- [Problem A]: Copy the notice clause of the agreement word for word, from "The Parties hereby" up to and including "telephone (801) 433-2453.".

- [Document passage]:
====================

The Parties hereby acknowledge and agree that, for so long as Ascendiant shall serve as QIU, Ascendiant
shall be entitled to all notices under the Purchase Agreement of which both the Company and the Investor are entitled to receive in accordance
with Article XII of the Purchase Agreement, to the attention of Bradley J. Wilhite, Ascendiant Capital Markets LLC, 110 Front Street,
Suite 300, Jupiter, Florida 33477, email bwilhite@ascendiant.com, telephone: (561) 427-1727, with a copy to (and which shall not constitute
notice to) the attention of Brian Lebrecht, Esq., Clyde Snow & Sessions, 201 S. Main Street, Suite 2200, Salt Lake City, UT 84111,
email: bal@clydesnow, and telephone (801) 433-2453.
Section 10.

====================

Saved entries:
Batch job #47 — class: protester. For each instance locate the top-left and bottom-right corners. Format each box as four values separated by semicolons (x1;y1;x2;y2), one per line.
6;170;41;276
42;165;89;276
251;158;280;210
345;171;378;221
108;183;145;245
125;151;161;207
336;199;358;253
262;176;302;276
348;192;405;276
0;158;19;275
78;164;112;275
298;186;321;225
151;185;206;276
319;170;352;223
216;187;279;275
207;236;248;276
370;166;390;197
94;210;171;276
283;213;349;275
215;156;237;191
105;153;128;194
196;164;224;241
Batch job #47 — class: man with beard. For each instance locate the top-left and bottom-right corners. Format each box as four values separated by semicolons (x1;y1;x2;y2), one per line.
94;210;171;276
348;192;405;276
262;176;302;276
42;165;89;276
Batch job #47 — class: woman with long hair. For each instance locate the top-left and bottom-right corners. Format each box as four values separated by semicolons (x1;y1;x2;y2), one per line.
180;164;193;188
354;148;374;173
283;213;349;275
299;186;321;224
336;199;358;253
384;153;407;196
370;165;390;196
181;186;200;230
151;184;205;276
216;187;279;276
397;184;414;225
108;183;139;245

====================

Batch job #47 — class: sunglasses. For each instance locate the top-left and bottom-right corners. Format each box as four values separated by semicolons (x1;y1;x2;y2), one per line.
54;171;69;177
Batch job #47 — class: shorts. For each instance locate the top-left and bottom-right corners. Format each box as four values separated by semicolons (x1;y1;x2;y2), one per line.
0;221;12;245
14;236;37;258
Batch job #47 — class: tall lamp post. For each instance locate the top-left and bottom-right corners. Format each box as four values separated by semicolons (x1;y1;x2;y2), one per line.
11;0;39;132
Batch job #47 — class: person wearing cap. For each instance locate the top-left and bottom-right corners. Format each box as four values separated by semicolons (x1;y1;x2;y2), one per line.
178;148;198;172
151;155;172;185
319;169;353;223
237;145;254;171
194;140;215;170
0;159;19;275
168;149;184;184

====================

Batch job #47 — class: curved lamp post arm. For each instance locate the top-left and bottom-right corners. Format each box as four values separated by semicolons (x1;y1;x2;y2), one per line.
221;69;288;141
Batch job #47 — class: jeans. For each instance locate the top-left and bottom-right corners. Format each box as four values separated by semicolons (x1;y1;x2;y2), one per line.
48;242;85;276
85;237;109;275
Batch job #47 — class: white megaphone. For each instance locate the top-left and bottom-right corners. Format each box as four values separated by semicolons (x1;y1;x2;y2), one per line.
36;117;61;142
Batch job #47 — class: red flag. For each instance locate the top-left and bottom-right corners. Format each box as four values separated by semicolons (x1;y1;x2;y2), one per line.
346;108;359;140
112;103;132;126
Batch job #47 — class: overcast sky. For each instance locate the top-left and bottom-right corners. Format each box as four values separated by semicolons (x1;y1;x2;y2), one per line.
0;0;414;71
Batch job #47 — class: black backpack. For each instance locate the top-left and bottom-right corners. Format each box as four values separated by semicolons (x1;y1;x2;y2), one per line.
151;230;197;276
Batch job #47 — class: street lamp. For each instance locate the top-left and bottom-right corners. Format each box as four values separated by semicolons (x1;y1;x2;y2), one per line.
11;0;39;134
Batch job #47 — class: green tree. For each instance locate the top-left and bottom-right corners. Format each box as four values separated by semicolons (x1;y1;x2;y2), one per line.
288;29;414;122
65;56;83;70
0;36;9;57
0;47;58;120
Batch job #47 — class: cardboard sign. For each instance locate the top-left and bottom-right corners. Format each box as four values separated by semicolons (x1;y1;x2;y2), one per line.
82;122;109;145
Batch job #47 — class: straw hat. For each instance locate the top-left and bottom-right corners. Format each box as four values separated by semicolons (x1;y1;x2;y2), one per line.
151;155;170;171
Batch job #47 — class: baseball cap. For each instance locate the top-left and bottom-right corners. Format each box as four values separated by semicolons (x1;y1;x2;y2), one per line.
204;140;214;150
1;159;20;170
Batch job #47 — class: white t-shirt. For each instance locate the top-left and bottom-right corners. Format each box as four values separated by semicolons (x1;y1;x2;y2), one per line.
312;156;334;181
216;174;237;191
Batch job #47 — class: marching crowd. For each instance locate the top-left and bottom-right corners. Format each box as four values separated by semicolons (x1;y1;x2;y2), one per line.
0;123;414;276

====================

- [Problem B]: Please report every line of the listing that contains the word "lamp".

- [Complete answer A]:
The Parties hereby acknowledge and agree that, for so long as Ascendiant shall serve as QIU, Ascendiant
shall be entitled to all notices under the Purchase Agreement of which both the Company and the Investor are entitled to receive in accordance
with Article XII of the Purchase Agreement, to the attention of Bradley J. Wilhite, Ascendiant Capital Markets LLC, 110 Front Street,
Suite 300, Jupiter, Florida 33477, email bwilhite@ascendiant.com, telephone: (561) 427-1727, with a copy to (and which shall not constitute
notice to) the attention of Brian Lebrecht, Esq., Clyde Snow & Sessions, 201 S. Main Street, Suite 2200, Salt Lake City, UT 84111,
email: bal@clydesnow, and telephone (801) 433-2453.

- [Complete answer B]:
Batch job #47 — class: tall lamp post. For each instance locate the top-left and bottom-right corners. Format each box as four values separated by semicolons (x1;y1;x2;y2), one per line.
Batch job #47 — class: curved lamp post arm. For each instance locate the top-left and bottom-right corners. Format each box as four values separated by semicolons (x1;y1;x2;y2), one per line.
Batch job #47 — class: street lamp. For each instance locate the top-left and bottom-right corners. Format each box as four values separated by semicolons (x1;y1;x2;y2), one per line.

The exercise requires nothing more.